▶ [REQUIRED ACTIONS]:
a) In the commentary on the Court of Appeal ruling, rewrite the paragraph beginning "Judges who have brushed up" as a short list that keeps its main facts.
b) According to the commentary on the Court of Appeal ruling, what kind of offense did both cases concern?
c) Continue the commentary on the Court of Appeal ruling from its final sentence.

“Constant vigilance is the price of freedom,” we are told, though apparently this remark did not originate with the American founding father, hero, slave owner and rapist Thomas Jefferson. Still, this orphan quotation is highly spoken of, so in that spirit I would like to note that the Hong Kong Court of Appeal has just come up with a really bad idea.

The matter before their Lordships concerned two cases in which the presiding judge had ruled that the defence had no case to answer and acquitted the defendant off his or her own bat, as it were.

Department of Justice
Department of Justice. Photo: GovHK.

The appeal judges were asked by the Department of Justice to assess the correctness of these moves. This was not in the strict sense of the word an appeal because the verdicts were final.

The successful defendants had in fact left the territory, which the judges seemed to feel was rather inconsiderate of them. But the accused were all from distant countries (both cases concerned drug smuggling) and one imagines that two years in remand custody in Hong Kong would cause in most people an acute case of homesickness.

Their lordships’ judgement is neither easy reading nor brief. Readers who survive the experience will have had a lengthy tour of the law on “no case to answer” in several jurisdictions and some decided local cases. Their conclusions may be summarised as: the two judges were wrong and the law is reasonably clear, but some recent statements of it were, no doubt unintentionally, ambiguous and confusing. Error was understandable.

The way this works is that in criminal cases the proceedings start with the presentation of the case for the prosecution. When the prosecution has done its stuff the lawyer for the defence may ask the judge or magistrate to rule that there is “no case to answer”. In other words the prosecution’s case is so weak that the defendant should be acquitted without further ado.

High Court
High Court. File photo: Kyle Lam/HKFP.

Judges who have brushed up on the latest from the Court of Appeal will only do this in two sets of circumstances. One is if the prosecution’s case incorporates a fatal error in law – if for example they have charged you under a statute which was not in force at the time of the offence. The other is if they have produced no evidence at all for some indispensable fact related to the case – that the white powder in your suitcase was actually a controlled drug, say.

Likewise, and even less often, the judge may decide after hearing the defence that the prosecution’s case has been so comprehensively demolished that there is no need to trouble the jury with it. If, for example, the alleged murder victim appears alive and kicking in the witness box, the presiding judge will conclude that this case is never going to fly and hoof it off the runway himself.

So far we have merely a restatement of what most people thought the law was anyway, more or less. Those of us who like to think of judges as human may wonder if the two judges concerned would have been less prone to error if they were not feeling some subconscious resistance to the local policy of sentencing the small potatoes of the international drugs trade to decades in prison, despite such sentences being both inhumane and demonstrably ineffective.

However the Court of Appeal did not stop at correcting error. It added the suggestion that if a defendant was acquitted under these circumstances the prosecution should be allowed to appeal against the ruling, as it can in England and Wales.

▶ [PROVIDED MATERIAL]:
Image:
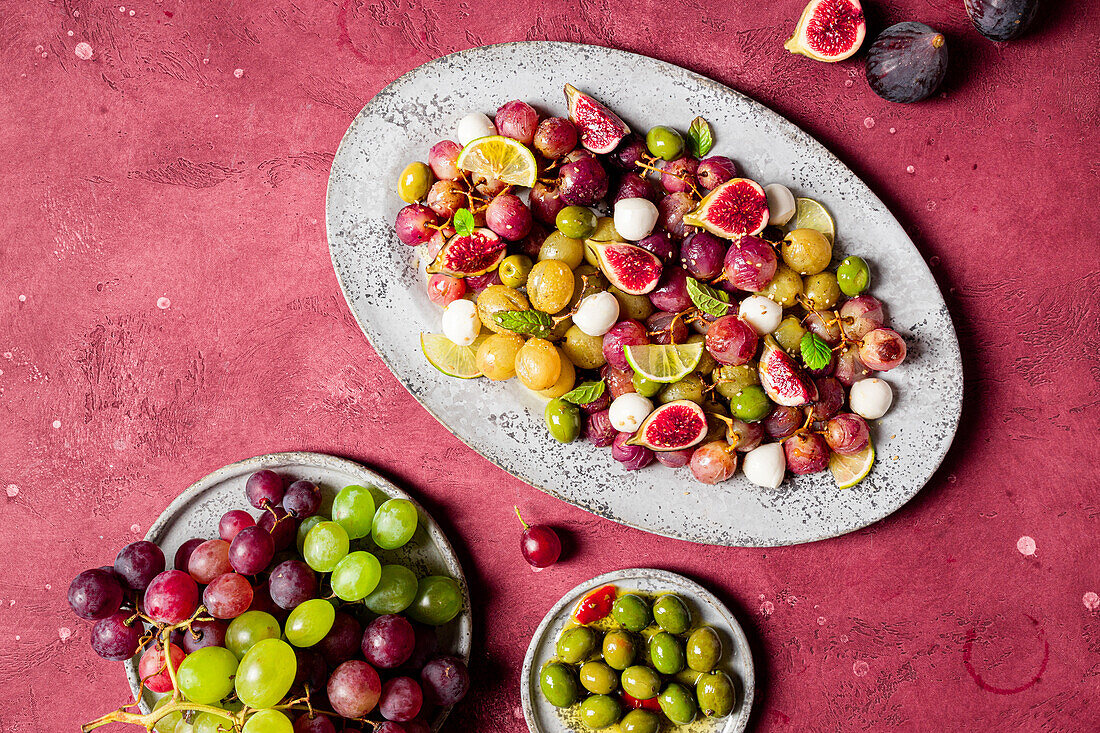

▶ [OUTPUTS IN ORDER]:
a)
Judges who follow the Court of Appeal's latest guidance will rule "no case to answer" in only two situations:
- The prosecution's case contains a fatal error in law, such as a charge under a statute that was not in force at the time of the offence.
- The prosecution has produced no evidence at all for some indispensable fact of the case, such as proof that white powder in a suitcase was actually a controlled drug.

b) Both cases concerned drug smuggling.

c)
The Statue of Justice atop the Old Bailey in London, England. Photo: Wikicommons.
The Statue of Justice atop the Old Bailey in London, England. Photo: Wikicommons.

This is a reference to the Criminal Justice Act of 2003, which is a monument to the proposition that no principle can be too basic or ancient to be violated by a Labour government keen to present itself as “tough on crime.”

The principle concerned is that you cannot be tried for the same offence twice. An acquittal is final. This is so old that it is known by a squirt of Latin, not because mediaeval lawyers liked to display their linguistic skills but because it was actually a part of Roman law: “non bis in idem.” The equally incomprehensible medaeval contribution is a “plea of autrefois acquit.”

Anyway, you get the message. Once the case against you has been dismissed you can confess to the reporter on the courtroom steps with complete impunity. Well, almost. Someone who did this recently was charged with perjury because of the evidence he had given in his own defence, but the original case was a dead parrot.

In the early 2000s the Blair government felt itself under pressure over two murder cases which had ended in acquittals. Both hit hot buttons with the tabloid-reading public, concerning respectively race and paedophilia.

So two thousand years of legal history was binned and it was decided that in a range of the more serious cases the prosecution could appeal against an acquittal (whether by judge or jury), subject to the requirement that the Director of Public Prosecutions certifies that the appeal is in the public interest, and that there is “substantial and compelling new evidence.”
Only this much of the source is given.